Supplied records:
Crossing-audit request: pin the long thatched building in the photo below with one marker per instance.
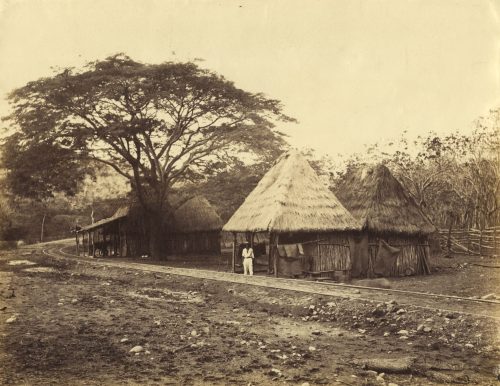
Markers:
(394, 240)
(308, 228)
(194, 228)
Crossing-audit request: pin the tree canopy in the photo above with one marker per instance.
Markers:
(155, 124)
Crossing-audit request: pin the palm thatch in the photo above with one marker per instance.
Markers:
(379, 201)
(291, 198)
(196, 215)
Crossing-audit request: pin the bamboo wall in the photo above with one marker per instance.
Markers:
(410, 260)
(323, 253)
(471, 241)
(192, 243)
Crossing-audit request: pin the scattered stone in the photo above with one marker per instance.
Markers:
(21, 262)
(389, 365)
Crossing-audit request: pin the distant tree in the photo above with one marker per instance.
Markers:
(156, 125)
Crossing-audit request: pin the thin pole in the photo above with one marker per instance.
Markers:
(233, 262)
(270, 253)
(276, 256)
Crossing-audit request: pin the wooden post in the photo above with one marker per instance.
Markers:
(319, 255)
(468, 240)
(276, 256)
(495, 240)
(233, 262)
(448, 243)
(270, 253)
(480, 242)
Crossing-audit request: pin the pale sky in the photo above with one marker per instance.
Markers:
(352, 72)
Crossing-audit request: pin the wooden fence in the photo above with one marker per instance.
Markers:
(472, 241)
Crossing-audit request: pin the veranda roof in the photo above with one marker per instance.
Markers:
(120, 213)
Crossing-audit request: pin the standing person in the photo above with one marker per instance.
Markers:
(248, 257)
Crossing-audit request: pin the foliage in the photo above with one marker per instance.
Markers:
(454, 178)
(156, 125)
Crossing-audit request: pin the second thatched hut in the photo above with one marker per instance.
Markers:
(196, 228)
(394, 241)
(307, 228)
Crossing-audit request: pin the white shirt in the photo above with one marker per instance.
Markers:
(247, 253)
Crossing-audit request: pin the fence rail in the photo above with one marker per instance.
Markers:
(472, 241)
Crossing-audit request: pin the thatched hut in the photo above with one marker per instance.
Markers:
(308, 227)
(394, 241)
(196, 228)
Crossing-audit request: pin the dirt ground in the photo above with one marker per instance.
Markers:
(68, 322)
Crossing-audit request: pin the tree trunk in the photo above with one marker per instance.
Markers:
(156, 237)
(42, 231)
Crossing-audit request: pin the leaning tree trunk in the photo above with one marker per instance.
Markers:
(156, 235)
(42, 230)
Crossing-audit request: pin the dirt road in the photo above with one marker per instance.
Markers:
(76, 323)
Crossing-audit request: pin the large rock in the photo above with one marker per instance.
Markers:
(399, 365)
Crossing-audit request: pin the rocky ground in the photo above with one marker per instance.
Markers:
(73, 323)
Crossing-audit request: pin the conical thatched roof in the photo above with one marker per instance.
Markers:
(196, 214)
(291, 198)
(380, 202)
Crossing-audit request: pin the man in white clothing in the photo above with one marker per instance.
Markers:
(248, 257)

Aim of the task: Copy every line above word for word and exclude the pictures.

The response:
Crossing-audit request: pin the long thatched building in the photo below with one marker per instance.
Markers:
(394, 240)
(308, 228)
(194, 228)
Crossing-audit request: pin the tree canopy in the photo above with one marker per instance.
Markers:
(155, 124)
Crossing-audit request: pin the palm thatch in the photo above with one marker per instance.
Markers:
(379, 201)
(291, 198)
(196, 215)
Crossing-audit request: pin the bamboo wall in the photo above with one marker per instance.
Markers:
(410, 260)
(323, 253)
(471, 241)
(192, 243)
Crossing-audit request: pin the scattered stone in the photo above with one marker per instance.
Markers:
(21, 262)
(389, 365)
Crossing-audit request: pin the distant tree in the photo above with one marker per instance.
Markers:
(156, 125)
Crossing-audit request: pin the thin pole in the photo above with one marker per instance.
Markers:
(233, 262)
(270, 253)
(276, 256)
Crossing-audit request: pin the wooden post in the photo above with one marker per instance.
Markers:
(319, 255)
(468, 240)
(276, 256)
(495, 240)
(233, 262)
(448, 243)
(270, 253)
(480, 242)
Crossing-audit request: pin the pale sky in the photo above with one marker per instance.
Markers:
(352, 72)
Crossing-audit request: pin the wooden fence in the photo above with one marker per instance.
Markers:
(472, 241)
Crossing-audit request: pin the veranda roof in the photo above with one marker per instance.
Markers:
(120, 213)
Crossing-audit request: pin the standing person in the photo above with one marker per instance.
Markers:
(248, 257)
Crossing-audit request: pin the foliage in the photo above with one marker per instance.
Markers:
(454, 178)
(156, 125)
Crossing-audit request: pin the second thatched hut in the photo above with one marker per instance.
Markers:
(196, 228)
(394, 241)
(307, 228)
Crossing-audit request: pin the white shirt in the photo above with one marker per instance.
Markers:
(247, 253)
Crossing-audit request: pin the fence rail in the photo above with one marker per instance.
Markers:
(472, 241)
Crossing-audit request: pin the thatched hut in the photo above with one marker per instance.
Markers:
(308, 227)
(394, 241)
(196, 228)
Crossing-audit request: pin the dirt ground in the photo above with one marker per instance.
Markers:
(68, 322)
Crossing-audit request: pin the tree trunk in the photo above with one marker per instance.
Markers:
(156, 237)
(42, 231)
Crossing-audit request: pin the leaning tree trunk in the photo above with one marker per instance.
Markers:
(156, 235)
(42, 230)
Crossing-audit request: pin the dirt road in the photo above with one marker per instance.
Markers:
(76, 323)
Crossing-audit request: pin the large rock in the photo above with one marker per instance.
Markers:
(399, 365)
Crossing-audit request: pin the rocky ground in the photo above with one marker per instance.
Markers:
(73, 323)
Crossing-audit request: pin the conical thatched roof in the photo above with one marker per instance.
Markers:
(196, 214)
(291, 198)
(380, 202)
Crossing-audit request: pin the man in white clothing in the photo above with one marker per instance.
Markers:
(248, 257)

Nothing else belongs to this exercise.